Exercise requirements. Rewrite the listing below so that each occurrence of "keypoint" becomes "marker", with everything else left as it is.

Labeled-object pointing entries
┏━━

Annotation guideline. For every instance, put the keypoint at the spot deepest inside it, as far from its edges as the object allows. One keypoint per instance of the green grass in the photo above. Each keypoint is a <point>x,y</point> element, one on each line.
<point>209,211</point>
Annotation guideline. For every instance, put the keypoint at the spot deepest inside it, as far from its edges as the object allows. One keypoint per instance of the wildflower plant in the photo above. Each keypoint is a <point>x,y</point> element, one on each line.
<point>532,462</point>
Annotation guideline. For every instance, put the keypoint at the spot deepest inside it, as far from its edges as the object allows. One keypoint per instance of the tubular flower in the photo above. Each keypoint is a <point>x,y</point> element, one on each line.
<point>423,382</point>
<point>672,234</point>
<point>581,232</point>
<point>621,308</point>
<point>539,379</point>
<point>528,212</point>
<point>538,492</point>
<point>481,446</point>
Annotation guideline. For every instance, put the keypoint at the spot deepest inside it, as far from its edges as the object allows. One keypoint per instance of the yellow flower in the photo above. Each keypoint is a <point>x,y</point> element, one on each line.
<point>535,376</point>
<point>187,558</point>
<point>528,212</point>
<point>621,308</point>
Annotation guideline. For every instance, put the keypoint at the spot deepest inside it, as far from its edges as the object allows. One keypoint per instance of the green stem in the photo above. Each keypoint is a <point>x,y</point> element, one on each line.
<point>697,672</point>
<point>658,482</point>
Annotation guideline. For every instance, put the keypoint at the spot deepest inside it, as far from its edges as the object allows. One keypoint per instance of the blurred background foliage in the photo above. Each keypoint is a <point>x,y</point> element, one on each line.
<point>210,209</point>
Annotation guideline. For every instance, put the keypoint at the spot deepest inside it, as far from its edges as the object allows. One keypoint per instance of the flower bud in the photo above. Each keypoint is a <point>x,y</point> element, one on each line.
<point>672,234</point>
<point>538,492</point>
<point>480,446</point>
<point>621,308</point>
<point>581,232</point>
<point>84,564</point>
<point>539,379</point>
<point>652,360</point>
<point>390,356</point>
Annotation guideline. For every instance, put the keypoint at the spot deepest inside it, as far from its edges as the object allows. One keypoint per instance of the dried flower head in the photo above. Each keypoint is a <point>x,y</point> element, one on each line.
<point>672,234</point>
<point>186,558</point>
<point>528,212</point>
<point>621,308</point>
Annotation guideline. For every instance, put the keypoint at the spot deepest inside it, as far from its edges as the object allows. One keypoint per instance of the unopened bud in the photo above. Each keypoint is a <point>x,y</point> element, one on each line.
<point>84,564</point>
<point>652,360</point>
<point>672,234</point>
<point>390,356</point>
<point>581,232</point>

┗━━

Result below.
Annotation guideline. For every instance, put the marker at the spot deepest inside it, as far from its edges as the object allows. One marker per instance of the green grass in the photo above. Each marker is a <point>x,y</point> element, one on each line.
<point>209,211</point>
Annotation guideline. For every instance, put the marker at the spot deepest inside it, as far from its edges as the object allows. One marker per instance of the wildflower plant in the photo above. Each marker is a <point>x,y</point> element, one on each line.
<point>532,462</point>
Annotation guideline. For every instance, put the marker at the spot deepest inside it, as far from its edges as the object allows. One marker per instance of the tubular flower in the photo above. Each marker is a <point>x,y</point> element, one on each line.
<point>423,382</point>
<point>672,234</point>
<point>581,232</point>
<point>621,308</point>
<point>539,379</point>
<point>528,212</point>
<point>538,492</point>
<point>481,446</point>
Annotation guideline. For every instance, put the marker at the spot deepest inside it, as far from its edges as the object allows. One marker per instance of the yellow flower in the photo above. Each marker is a <point>x,y</point> element, one on each line.
<point>535,376</point>
<point>187,558</point>
<point>528,212</point>
<point>621,308</point>
Annotation guideline. For every instance, put the marker at the spot deepest inside it, as far from its edges as the object allows. One marker per instance of the green stem in the photo above. Each marker is a <point>x,y</point> element, one on each line.
<point>697,672</point>
<point>658,482</point>
Annotation guideline. For every instance, put the marker at the spot deepest inside it, as far from its edges as the object allows. One marker per instance of the blurred background foliage in the photo above. Each marker is a <point>x,y</point> element, one on each line.
<point>210,209</point>
Annotation guideline. For every instance, put the marker at the spot deepest inside it, as far from its edges as the object allows. One marker per instance of the flower bud in the photo above. Each marker is a <point>x,y</point> element, one on each line.
<point>672,234</point>
<point>538,492</point>
<point>480,446</point>
<point>621,308</point>
<point>581,232</point>
<point>84,564</point>
<point>539,379</point>
<point>652,360</point>
<point>390,356</point>
Annotation guideline. For every instance, put the marker at the spot deepest inside it, as far from its edges as the object allows. One marker per instance of the dried flower head in the photo above. Each marker is a <point>x,y</point> element, one on each line.
<point>672,234</point>
<point>186,558</point>
<point>528,212</point>
<point>621,308</point>
Annotation guideline. For every instance, put the marker at the spot deepest inside it, as far from its edges as the object allows. One marker per instance of the unopened bud in the photo above. Each marker is a <point>x,y</point> element, one on each line.
<point>84,564</point>
<point>652,360</point>
<point>672,234</point>
<point>390,356</point>
<point>581,232</point>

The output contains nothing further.